Lange noch nicht ausgestorben! Interview mit Gerre, Sänger der Trashmetal-Saurier Tankard, über die Vorzüge physischer Musikdatenträger im Zeitalter von Streamingdiensten.

Als Tankard vor 40 Jahren gegründet wurde, gab es erste Musik-CDs auf dem Markt (vgl.: Rolling Stone Artikel über 40 Jahre CD).

Lieber Gerre – weißt du, welche Band damals als erste ihr neuestes Album als CD veröffentlichte? 

Nein, da müsste ich passen. Aber aus meiner Erinnerung heraus habe ich gedacht, dass die CD erst am Ende der 80er Jahre bzw. zu Beginn der 90er Jahre herausgekommen wäre.

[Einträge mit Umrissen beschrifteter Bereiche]
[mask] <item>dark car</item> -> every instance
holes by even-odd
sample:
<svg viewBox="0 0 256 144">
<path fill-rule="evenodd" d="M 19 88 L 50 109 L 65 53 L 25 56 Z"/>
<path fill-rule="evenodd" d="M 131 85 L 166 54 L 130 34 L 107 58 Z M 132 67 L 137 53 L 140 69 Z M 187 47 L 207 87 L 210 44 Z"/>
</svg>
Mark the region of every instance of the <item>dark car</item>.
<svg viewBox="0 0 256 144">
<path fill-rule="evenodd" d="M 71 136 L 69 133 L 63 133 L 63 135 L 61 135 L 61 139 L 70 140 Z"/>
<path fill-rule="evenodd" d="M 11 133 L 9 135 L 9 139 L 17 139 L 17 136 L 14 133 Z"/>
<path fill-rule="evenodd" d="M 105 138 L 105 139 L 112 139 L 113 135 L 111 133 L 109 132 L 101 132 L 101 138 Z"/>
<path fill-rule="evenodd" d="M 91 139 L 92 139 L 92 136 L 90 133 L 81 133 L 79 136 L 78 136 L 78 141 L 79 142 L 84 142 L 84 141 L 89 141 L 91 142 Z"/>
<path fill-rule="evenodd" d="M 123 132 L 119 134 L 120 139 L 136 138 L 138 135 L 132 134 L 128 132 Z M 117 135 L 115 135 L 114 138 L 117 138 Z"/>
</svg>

▶ **ARBEITSAUFTRAG**
Schreibe das Interview mit dem Tankard-Sänger Gerre über physische Musikdatenträger im Anschluss an seine letzte Antwort weiter. Die Datensätze stammen aus einer anderen Quelle als der Lesetext.

▶ **LÖSUNG**
Ich gehöre selbst der Gattung der physischen Tonträgersammler, einer aussterbenden Spezies, an. Ich persönlich brauch´noch was in der Hand – ein Cover, einen Tonträger. Da bin ich, wie übrigens viele andere Metal-Fans auch, recht konservativ. Allerdings ist das Unterfangen, einem 14-Jährigen zu erklären, was eine Kassette ist, beinahe aussichtslos.

Gibt es eine persönliche Anekdote über den Kauf deiner ersten CD? 

Das war der Kauf  einer CD von Anvil zu Beginn der 90er Jahre. Das Album hatte ich als echter Fan natürlich bereits in mehreren Vinyl-Versionen und wollte es der Vollständigkeit halber auch als CD besitzen. Es war gleichzeitig der Startschuss, dass ich mir fortan mehr und mehr CDs kaufte.

Wie war das in den Anfangstagen Eurer Band im „dunklen“ Kassetten-Zeitalter und im Zeichen des Bandsalats? Habt ihr wie andere Bands  ständig „Acht-Spur“-Proberaumaufnahmen auf Tape angefertigt?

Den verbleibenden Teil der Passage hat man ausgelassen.